WHAT IS REQUIRED:
Skipping each picture, output the entries exactly as they stand below.

###

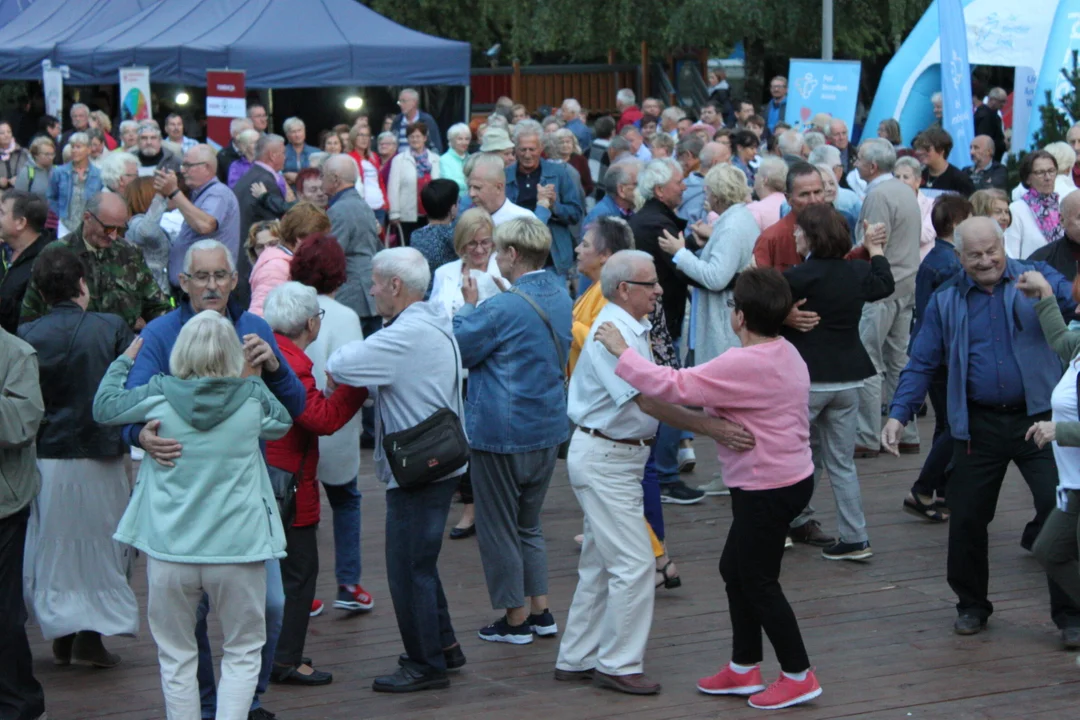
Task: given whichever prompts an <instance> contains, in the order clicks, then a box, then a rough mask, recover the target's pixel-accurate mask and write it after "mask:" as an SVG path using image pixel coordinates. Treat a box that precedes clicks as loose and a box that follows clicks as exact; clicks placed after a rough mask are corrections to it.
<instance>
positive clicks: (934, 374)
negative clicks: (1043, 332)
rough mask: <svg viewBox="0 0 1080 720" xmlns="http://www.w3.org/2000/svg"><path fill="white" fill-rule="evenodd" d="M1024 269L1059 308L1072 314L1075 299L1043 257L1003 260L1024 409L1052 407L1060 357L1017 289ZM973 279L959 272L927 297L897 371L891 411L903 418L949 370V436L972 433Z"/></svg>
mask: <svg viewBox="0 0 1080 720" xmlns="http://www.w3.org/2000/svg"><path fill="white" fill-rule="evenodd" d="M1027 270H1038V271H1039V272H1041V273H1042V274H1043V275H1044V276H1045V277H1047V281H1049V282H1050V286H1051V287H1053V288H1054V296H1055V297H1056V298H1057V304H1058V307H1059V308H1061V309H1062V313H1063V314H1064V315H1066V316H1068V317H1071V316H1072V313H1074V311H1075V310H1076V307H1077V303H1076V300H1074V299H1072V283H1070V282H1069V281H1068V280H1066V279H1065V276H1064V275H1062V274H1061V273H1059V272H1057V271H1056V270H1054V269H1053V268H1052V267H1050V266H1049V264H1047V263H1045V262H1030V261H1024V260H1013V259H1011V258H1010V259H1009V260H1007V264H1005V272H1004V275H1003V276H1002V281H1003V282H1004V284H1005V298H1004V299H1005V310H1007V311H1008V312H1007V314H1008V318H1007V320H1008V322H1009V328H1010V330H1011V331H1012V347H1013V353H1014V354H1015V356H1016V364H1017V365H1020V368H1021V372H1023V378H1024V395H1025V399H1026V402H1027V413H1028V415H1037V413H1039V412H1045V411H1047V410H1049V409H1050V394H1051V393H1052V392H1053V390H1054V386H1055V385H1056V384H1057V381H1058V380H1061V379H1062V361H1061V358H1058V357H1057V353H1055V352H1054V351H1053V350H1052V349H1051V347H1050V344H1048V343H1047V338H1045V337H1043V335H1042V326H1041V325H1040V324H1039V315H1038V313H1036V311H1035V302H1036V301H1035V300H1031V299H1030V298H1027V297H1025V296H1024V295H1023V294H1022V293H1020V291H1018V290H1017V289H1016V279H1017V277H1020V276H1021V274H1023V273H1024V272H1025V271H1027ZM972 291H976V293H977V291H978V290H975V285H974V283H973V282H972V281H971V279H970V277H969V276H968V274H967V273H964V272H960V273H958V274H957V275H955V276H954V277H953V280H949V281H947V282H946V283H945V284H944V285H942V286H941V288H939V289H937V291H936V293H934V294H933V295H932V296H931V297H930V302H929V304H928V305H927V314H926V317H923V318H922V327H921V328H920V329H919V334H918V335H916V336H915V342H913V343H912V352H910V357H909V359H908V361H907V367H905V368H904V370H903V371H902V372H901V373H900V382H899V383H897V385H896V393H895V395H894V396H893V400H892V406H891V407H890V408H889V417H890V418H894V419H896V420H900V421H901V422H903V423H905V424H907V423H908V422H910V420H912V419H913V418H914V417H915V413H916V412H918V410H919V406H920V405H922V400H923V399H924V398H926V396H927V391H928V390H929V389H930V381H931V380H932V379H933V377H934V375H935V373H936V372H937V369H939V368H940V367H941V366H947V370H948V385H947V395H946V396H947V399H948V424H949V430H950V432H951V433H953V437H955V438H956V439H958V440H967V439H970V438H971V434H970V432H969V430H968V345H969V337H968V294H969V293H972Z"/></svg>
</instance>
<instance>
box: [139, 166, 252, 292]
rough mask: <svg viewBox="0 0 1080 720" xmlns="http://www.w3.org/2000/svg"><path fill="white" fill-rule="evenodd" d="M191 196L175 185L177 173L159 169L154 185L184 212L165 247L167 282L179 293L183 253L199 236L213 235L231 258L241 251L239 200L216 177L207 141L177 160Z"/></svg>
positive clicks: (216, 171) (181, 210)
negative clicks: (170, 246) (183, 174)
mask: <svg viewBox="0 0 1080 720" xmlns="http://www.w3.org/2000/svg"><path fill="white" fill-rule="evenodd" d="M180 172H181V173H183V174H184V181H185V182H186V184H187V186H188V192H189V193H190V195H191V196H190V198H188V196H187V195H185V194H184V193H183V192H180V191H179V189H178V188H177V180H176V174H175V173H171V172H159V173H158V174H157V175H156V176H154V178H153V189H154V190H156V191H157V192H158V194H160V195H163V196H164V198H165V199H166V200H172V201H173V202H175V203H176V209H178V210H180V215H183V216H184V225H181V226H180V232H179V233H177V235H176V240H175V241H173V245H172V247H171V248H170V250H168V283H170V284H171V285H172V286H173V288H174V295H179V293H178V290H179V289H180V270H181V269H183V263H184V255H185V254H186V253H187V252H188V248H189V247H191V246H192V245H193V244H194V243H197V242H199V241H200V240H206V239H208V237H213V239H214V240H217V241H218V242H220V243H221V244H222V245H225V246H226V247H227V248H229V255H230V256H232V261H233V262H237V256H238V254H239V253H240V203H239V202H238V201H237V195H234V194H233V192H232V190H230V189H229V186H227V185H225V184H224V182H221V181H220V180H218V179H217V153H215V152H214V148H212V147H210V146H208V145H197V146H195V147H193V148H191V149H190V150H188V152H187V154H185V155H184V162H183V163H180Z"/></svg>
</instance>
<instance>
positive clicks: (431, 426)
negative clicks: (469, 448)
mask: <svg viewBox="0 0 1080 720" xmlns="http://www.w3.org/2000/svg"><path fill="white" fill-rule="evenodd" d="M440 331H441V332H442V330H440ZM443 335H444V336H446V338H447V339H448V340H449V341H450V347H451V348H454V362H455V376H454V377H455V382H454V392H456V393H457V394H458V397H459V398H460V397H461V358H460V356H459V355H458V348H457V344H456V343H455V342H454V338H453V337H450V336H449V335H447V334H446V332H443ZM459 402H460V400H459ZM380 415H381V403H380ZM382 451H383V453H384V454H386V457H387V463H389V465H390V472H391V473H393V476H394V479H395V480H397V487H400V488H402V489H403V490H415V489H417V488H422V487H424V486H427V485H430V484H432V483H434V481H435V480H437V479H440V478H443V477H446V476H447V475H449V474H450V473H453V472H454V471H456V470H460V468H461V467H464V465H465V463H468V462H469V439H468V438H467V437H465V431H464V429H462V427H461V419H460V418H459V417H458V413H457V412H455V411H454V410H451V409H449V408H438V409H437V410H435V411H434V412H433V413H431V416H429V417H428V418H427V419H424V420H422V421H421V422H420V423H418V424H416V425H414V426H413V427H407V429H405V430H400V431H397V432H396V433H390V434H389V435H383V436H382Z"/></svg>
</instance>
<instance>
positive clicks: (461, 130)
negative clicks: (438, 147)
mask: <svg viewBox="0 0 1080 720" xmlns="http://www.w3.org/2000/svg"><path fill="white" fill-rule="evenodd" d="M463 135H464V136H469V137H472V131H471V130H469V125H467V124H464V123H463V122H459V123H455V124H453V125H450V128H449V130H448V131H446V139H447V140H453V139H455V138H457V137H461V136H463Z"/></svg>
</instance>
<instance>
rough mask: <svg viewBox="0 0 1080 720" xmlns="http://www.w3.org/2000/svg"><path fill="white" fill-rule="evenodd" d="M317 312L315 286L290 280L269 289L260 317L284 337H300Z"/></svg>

###

EXERCISE OUTPUT:
Task: given whichever prompts an <instance> contains, in the order clicks, then a box, then a rough mask, recover the target's pixel-accurate mask and write it after "mask:" as an SVG path using image pixel coordinates. Treat a box that precedes clicks as loose and a box that follows clicks as exact; clicks placed after a rough mask are corrections to it.
<instance>
positive clicks: (934, 374)
negative clicks: (1043, 332)
rough mask: <svg viewBox="0 0 1080 720" xmlns="http://www.w3.org/2000/svg"><path fill="white" fill-rule="evenodd" d="M1024 269L1059 308L1072 314L1075 299L1043 257L1003 260L1024 409L1052 407L1060 357L1017 289ZM973 279L959 272L927 297L897 371L891 411L903 418L949 370V436L972 433Z"/></svg>
mask: <svg viewBox="0 0 1080 720" xmlns="http://www.w3.org/2000/svg"><path fill="white" fill-rule="evenodd" d="M1027 270H1038V271H1039V272H1041V273H1042V274H1043V275H1044V276H1045V277H1047V281H1049V282H1050V286H1051V287H1053V288H1054V296H1055V297H1056V298H1057V304H1058V307H1059V308H1061V309H1062V313H1063V314H1064V315H1066V316H1068V317H1071V316H1072V313H1074V311H1075V310H1076V307H1077V303H1076V300H1074V299H1072V283H1070V282H1069V281H1068V280H1066V279H1065V276H1064V275H1062V274H1061V273H1059V272H1057V271H1056V270H1054V269H1053V268H1052V267H1050V266H1049V264H1047V263H1045V262H1030V261H1024V260H1013V259H1011V258H1010V259H1009V260H1007V264H1005V272H1004V275H1003V276H1002V281H1003V282H1004V284H1005V298H1004V299H1005V310H1007V311H1008V312H1007V314H1008V318H1007V320H1008V322H1009V328H1010V330H1011V331H1012V347H1013V353H1014V354H1015V356H1016V364H1017V365H1020V368H1021V372H1023V378H1024V395H1025V399H1026V402H1027V413H1028V415H1037V413H1039V412H1045V411H1047V410H1049V409H1050V394H1051V393H1052V392H1053V390H1054V386H1055V385H1056V384H1057V381H1058V380H1061V379H1062V361H1061V358H1058V357H1057V353H1055V352H1054V351H1053V350H1052V349H1051V347H1050V344H1048V343H1047V338H1045V337H1043V335H1042V326H1041V325H1040V324H1039V315H1038V313H1036V311H1035V302H1036V301H1035V300H1031V299H1030V298H1027V297H1025V296H1024V295H1023V294H1022V293H1020V291H1018V290H1017V289H1016V279H1017V277H1020V276H1021V274H1023V273H1024V272H1025V271H1027ZM972 291H976V293H977V291H978V290H975V285H974V283H973V282H972V281H971V279H970V277H969V276H968V274H967V273H964V272H960V273H958V274H957V275H955V276H954V277H953V280H949V281H947V282H946V283H945V284H944V285H942V286H941V288H939V289H937V291H936V293H934V294H933V295H932V296H931V297H930V302H929V304H928V305H927V314H926V317H923V318H922V327H921V328H920V329H919V334H918V335H916V336H915V342H913V343H912V352H910V357H909V359H908V361H907V367H905V368H904V370H903V371H902V372H901V373H900V382H899V383H897V385H896V393H895V395H894V396H893V400H892V406H891V407H890V408H889V417H890V418H894V419H896V420H900V421H901V422H903V423H905V424H907V423H908V422H910V420H912V419H913V418H914V417H915V413H916V412H918V410H919V406H920V405H922V400H923V399H924V398H926V396H927V391H928V390H929V389H930V381H931V380H932V379H933V377H934V375H935V373H936V372H937V369H939V368H940V367H941V366H947V370H948V385H947V395H946V396H947V399H948V424H949V430H950V432H951V433H953V437H955V438H956V439H958V440H967V439H970V438H971V434H970V432H969V430H968V345H969V337H968V294H969V293H972Z"/></svg>
</instance>
<instance>
box: [139, 166, 252, 292]
rough mask: <svg viewBox="0 0 1080 720" xmlns="http://www.w3.org/2000/svg"><path fill="white" fill-rule="evenodd" d="M191 196L175 185L177 173L159 169L154 185L184 212L165 247L167 282L179 293L183 253L199 236L213 235L231 258L241 251L239 200L216 177L207 141L177 160Z"/></svg>
positive clicks: (216, 171) (181, 210)
negative clicks: (170, 246) (183, 174)
mask: <svg viewBox="0 0 1080 720" xmlns="http://www.w3.org/2000/svg"><path fill="white" fill-rule="evenodd" d="M180 172H181V173H183V174H184V181H185V182H186V184H187V186H188V192H189V193H190V195H191V196H190V198H188V196H187V195H185V194H184V193H183V192H180V191H179V189H178V188H177V180H176V174H175V173H171V172H159V173H158V174H157V175H156V176H154V178H153V189H154V190H156V191H157V192H158V194H160V195H163V196H164V198H165V199H166V200H172V201H173V202H175V203H176V209H178V210H180V215H183V216H184V225H181V226H180V232H179V233H177V235H176V240H175V241H173V245H172V247H171V248H170V250H168V283H170V284H171V285H172V286H173V288H174V295H179V293H178V290H179V289H180V270H181V269H183V263H184V255H185V254H186V253H187V252H188V248H189V247H191V246H192V245H193V244H194V243H197V242H199V241H200V240H206V239H208V237H213V239H214V240H217V241H218V242H220V243H221V244H222V245H225V246H226V247H227V248H229V255H230V256H232V261H233V262H237V256H238V254H239V253H240V203H239V202H238V201H237V195H234V194H233V192H232V190H230V189H229V186H227V185H225V184H224V182H221V181H220V180H218V179H217V153H215V152H214V148H212V147H210V146H208V145H197V146H195V147H193V148H191V149H190V150H188V152H187V154H185V155H184V162H183V163H180Z"/></svg>
</instance>
<instance>
positive clicks: (431, 426)
negative clicks: (469, 448)
mask: <svg viewBox="0 0 1080 720" xmlns="http://www.w3.org/2000/svg"><path fill="white" fill-rule="evenodd" d="M440 331H441V332H442V330H440ZM443 335H444V336H446V338H447V339H448V340H449V341H450V347H451V348H454V362H455V376H454V377H455V382H454V392H456V393H457V394H458V397H459V398H460V397H461V358H460V356H459V355H458V348H457V344H456V343H455V342H454V338H453V337H450V336H449V335H447V334H446V332H443ZM459 402H460V400H459ZM380 415H381V403H380ZM382 451H383V453H384V454H386V457H387V463H389V465H390V472H391V473H393V476H394V479H395V480H397V487H400V488H402V489H403V490H415V489H417V488H422V487H424V486H427V485H430V484H432V483H434V481H435V480H437V479H440V478H443V477H446V476H447V475H449V474H450V473H453V472H454V471H456V470H460V468H461V467H464V465H465V463H468V462H469V439H468V438H467V437H465V431H464V429H462V427H461V419H460V418H459V417H458V413H457V412H455V411H454V410H451V409H449V408H438V409H437V410H435V411H434V412H433V413H431V416H429V417H428V418H427V419H424V420H422V421H421V422H420V423H418V424H416V425H414V426H413V427H407V429H405V430H400V431H397V432H396V433H390V434H389V435H383V436H382Z"/></svg>
</instance>
<instance>
positive clicks: (461, 130)
negative clicks: (438, 147)
mask: <svg viewBox="0 0 1080 720" xmlns="http://www.w3.org/2000/svg"><path fill="white" fill-rule="evenodd" d="M463 135H464V136H469V137H472V131H471V130H469V125H467V124H464V123H463V122H459V123H455V124H453V125H450V128H449V130H448V131H446V139H447V140H453V139H455V138H457V137H461V136H463Z"/></svg>
</instance>
<instance>
rough mask: <svg viewBox="0 0 1080 720" xmlns="http://www.w3.org/2000/svg"><path fill="white" fill-rule="evenodd" d="M317 312L315 286L290 280L269 289L260 317L284 337H300Z"/></svg>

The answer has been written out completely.